======== Extracted records
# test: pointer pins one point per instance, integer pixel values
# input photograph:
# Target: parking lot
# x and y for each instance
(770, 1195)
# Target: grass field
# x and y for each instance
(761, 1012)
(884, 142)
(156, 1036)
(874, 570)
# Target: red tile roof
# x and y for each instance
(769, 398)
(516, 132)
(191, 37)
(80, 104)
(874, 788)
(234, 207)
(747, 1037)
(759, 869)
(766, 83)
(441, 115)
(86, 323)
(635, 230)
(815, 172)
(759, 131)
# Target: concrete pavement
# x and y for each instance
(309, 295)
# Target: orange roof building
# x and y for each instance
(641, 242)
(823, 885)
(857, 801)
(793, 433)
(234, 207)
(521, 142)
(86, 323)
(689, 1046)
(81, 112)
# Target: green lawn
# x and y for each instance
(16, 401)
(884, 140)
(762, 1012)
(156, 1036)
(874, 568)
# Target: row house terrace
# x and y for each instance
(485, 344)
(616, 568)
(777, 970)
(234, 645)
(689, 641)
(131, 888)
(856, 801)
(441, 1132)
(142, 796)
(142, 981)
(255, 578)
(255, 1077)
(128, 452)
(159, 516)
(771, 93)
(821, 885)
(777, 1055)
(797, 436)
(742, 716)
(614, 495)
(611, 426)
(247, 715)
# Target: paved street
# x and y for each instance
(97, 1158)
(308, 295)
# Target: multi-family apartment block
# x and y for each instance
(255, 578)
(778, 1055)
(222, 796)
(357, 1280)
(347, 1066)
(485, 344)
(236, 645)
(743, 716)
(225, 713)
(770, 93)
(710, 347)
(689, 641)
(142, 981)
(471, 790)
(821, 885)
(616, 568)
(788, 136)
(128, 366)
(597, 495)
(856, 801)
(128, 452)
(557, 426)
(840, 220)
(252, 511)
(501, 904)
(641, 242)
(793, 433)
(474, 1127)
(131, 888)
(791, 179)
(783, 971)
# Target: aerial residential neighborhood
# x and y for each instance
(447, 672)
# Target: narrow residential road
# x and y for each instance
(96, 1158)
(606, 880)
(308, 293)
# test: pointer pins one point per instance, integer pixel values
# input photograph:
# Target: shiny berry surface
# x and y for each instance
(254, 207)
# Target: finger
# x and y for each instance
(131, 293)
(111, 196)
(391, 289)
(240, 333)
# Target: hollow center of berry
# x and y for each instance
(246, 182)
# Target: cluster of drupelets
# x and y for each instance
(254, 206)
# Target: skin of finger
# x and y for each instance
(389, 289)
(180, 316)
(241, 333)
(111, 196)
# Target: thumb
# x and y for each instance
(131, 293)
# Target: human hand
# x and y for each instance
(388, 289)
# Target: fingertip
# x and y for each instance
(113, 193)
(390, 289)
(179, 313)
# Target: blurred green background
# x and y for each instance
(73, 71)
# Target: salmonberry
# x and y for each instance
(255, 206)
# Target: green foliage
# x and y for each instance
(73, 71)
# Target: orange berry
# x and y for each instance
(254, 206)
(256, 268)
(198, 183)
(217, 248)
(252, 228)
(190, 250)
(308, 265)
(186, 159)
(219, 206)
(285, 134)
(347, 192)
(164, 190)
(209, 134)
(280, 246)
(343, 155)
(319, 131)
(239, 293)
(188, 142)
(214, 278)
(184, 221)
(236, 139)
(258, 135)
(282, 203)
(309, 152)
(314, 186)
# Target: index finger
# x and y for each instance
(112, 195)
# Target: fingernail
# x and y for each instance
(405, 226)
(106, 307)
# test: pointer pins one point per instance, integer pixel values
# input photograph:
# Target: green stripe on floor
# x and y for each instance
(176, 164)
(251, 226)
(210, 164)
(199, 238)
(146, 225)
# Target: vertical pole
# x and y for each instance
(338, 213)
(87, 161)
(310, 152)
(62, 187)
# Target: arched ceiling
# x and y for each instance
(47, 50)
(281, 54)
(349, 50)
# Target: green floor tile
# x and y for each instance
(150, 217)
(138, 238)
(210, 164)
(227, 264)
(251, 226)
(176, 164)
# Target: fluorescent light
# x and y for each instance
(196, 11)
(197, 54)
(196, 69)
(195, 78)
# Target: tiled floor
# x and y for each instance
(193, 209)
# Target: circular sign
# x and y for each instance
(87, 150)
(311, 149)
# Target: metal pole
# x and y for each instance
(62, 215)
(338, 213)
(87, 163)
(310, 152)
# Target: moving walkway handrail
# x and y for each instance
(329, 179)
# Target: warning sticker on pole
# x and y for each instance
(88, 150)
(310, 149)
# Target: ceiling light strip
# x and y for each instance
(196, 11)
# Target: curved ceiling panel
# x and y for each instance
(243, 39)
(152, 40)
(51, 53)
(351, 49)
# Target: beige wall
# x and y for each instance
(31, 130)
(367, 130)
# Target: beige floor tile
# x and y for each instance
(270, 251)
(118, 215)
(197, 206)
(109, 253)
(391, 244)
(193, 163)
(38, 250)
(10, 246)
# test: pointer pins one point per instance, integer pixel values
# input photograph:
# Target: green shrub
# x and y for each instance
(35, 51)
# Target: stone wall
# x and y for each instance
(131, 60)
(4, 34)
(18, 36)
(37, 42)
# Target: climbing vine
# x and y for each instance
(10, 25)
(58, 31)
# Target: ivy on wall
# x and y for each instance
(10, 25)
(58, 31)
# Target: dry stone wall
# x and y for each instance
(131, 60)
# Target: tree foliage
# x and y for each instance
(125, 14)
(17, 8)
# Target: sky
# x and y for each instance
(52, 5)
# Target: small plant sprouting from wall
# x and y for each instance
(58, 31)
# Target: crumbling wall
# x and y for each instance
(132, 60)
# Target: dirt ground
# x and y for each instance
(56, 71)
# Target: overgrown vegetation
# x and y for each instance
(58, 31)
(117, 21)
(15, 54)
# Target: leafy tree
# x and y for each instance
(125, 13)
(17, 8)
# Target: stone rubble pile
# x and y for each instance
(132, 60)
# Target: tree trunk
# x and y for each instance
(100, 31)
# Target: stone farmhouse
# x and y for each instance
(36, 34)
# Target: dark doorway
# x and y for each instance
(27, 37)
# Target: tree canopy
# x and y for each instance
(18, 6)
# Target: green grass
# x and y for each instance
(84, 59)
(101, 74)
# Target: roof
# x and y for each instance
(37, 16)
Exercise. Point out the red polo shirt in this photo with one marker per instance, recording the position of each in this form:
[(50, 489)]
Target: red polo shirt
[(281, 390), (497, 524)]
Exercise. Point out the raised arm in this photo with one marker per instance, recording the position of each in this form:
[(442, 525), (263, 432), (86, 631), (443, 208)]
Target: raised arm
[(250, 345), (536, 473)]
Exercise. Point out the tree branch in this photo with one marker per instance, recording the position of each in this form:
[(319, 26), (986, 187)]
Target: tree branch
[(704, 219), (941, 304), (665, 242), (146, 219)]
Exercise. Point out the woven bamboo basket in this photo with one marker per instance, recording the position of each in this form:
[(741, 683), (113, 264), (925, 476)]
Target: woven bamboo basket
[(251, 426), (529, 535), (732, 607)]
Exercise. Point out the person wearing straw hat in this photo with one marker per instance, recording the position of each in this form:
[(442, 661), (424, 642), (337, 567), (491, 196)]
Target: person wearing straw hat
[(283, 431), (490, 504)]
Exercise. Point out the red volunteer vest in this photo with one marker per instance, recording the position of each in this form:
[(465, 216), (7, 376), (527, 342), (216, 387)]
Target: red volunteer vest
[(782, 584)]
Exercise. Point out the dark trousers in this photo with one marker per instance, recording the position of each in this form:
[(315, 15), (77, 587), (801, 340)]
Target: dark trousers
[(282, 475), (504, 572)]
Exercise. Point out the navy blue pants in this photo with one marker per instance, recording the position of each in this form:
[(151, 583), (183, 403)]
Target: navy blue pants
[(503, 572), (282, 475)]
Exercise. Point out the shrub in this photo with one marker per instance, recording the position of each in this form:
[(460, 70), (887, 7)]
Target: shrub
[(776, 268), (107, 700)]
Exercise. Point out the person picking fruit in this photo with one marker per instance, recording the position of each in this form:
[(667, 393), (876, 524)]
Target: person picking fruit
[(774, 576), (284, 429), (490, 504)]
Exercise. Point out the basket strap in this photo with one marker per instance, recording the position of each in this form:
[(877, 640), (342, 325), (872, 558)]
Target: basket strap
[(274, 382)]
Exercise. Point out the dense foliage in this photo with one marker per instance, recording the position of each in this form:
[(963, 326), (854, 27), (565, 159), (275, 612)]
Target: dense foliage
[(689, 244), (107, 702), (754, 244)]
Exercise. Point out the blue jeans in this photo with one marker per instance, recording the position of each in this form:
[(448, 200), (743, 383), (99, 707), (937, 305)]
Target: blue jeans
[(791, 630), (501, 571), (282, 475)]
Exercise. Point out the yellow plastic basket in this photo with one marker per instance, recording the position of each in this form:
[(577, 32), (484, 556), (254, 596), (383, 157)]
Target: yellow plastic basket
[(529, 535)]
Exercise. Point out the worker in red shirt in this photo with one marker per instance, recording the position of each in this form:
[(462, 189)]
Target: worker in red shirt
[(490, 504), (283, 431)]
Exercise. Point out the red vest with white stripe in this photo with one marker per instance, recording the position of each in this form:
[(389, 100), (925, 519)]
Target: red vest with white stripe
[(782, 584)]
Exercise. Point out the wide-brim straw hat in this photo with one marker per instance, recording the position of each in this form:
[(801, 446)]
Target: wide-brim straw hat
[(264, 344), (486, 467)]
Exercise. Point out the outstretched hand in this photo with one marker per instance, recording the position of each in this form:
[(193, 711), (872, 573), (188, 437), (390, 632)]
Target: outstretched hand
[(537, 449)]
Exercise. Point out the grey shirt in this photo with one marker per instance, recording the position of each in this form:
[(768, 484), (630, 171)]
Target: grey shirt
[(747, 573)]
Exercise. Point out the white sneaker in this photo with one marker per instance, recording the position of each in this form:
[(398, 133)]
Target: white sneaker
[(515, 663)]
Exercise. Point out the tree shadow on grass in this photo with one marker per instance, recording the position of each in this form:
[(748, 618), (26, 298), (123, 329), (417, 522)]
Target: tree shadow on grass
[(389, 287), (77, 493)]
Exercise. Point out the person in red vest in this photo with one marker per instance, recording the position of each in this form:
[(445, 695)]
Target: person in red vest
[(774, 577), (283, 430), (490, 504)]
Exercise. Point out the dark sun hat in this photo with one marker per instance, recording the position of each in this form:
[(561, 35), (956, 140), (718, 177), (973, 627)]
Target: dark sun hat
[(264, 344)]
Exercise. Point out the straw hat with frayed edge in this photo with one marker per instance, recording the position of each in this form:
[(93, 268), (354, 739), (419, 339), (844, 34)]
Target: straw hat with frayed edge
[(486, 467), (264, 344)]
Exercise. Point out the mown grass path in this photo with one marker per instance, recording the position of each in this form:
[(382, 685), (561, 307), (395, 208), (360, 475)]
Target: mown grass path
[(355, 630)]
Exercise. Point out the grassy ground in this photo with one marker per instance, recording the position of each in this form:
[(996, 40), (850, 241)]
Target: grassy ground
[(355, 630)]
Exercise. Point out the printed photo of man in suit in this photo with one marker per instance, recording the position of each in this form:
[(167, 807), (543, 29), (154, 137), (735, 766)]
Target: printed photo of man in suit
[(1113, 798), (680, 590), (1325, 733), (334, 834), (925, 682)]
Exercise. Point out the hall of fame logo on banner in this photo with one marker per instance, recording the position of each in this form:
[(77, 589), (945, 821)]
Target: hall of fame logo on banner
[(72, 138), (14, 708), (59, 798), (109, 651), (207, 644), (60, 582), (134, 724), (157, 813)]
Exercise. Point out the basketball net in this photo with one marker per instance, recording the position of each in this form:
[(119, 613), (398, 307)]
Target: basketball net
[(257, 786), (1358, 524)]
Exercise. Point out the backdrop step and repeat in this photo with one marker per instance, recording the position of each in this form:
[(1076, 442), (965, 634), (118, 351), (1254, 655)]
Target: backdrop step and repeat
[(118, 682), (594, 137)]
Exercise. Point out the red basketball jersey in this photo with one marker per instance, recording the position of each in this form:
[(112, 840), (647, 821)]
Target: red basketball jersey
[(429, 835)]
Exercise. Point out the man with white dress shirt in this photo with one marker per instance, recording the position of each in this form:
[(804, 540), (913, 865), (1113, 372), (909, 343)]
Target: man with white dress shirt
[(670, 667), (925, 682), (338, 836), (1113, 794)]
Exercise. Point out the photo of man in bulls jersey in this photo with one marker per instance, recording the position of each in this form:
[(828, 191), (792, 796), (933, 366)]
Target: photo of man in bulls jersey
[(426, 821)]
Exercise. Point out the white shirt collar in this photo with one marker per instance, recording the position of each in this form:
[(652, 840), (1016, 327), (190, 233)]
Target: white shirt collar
================
→ **Exercise brief**: Put the lines from the one containing "Exercise. Point out the mown" to the one containing "[(426, 821)]", both included, into a Markdown table with the columns Row and Line. Number each row and leave out any blank lines.

→ **Response below**:
| Row | Line |
|---|---|
| 1 | Exercise. Point out the mown grass path in this photo with one marker per instance, recording the position of each in this form: |
| 2 | [(382, 685), (561, 307), (395, 208), (360, 475)] |
| 3 | Target: mown grass path |
| 4 | [(355, 630)] |
| 5 | Exercise. Point out the grassy ground in this photo with one marker per instance, recording the position of each in this form: |
| 6 | [(996, 40), (850, 241)] |
| 7 | Target: grassy ground |
| 8 | [(355, 630)] |
| 9 | Exercise. Point out the printed photo of man in suit in this photo with one marker per instance, recording the position of each in this form: |
| 10 | [(167, 807), (543, 29), (154, 137), (735, 766)] |
| 11 | Target: printed photo of man in suit |
| 12 | [(1113, 798), (680, 590), (1325, 733), (334, 834), (925, 682)] |
| 13 | Exercise. Point out the hall of fame logo on banner in this photo with one marker per instance, recording the position of each in this form: |
| 14 | [(77, 589), (945, 821)] |
| 15 | Target: hall of fame logo on banner |
| 16 | [(72, 138), (14, 708), (59, 798), (109, 651), (207, 644), (60, 582), (134, 724), (157, 813)] |
| 17 | Exercise. Point out the basketball net in this photo with one marker per instance, recording the position of each in this form: |
| 18 | [(119, 613), (398, 307)] |
| 19 | Target: basketball net |
| 20 | [(257, 786), (1358, 524)] |
| 21 | Exercise. Point out the backdrop step and repeat in this photo with one marker per instance, recording the position of each in this form: |
| 22 | [(1076, 442), (965, 634), (118, 351), (1254, 655)] |
| 23 | Target: backdrop step and repeat |
| 24 | [(118, 682), (594, 137)] |
| 25 | Exercise. Point out the red basketball jersey in this photo with one marker per instance, recording the position of each in this form: |
| 26 | [(112, 840), (647, 821)] |
| 27 | Target: red basketball jersey |
| 28 | [(429, 835)] |
| 29 | Exercise. Point out the man with white dress shirt in this photo with one marker per instance, recording the position of each in this form: |
| 30 | [(804, 540), (913, 865), (1113, 372), (909, 343)] |
| 31 | Target: man with white dress shirt |
| 32 | [(670, 667), (925, 682), (338, 836), (1113, 794)] |
| 33 | Exercise. Point out the photo of man in bulls jersey in this photo with one marker per instance, recording the position of each in this form: |
| 34 | [(828, 191), (792, 796), (933, 366)] |
| 35 | Target: photo of man in bulls jersey |
| 36 | [(426, 821)] |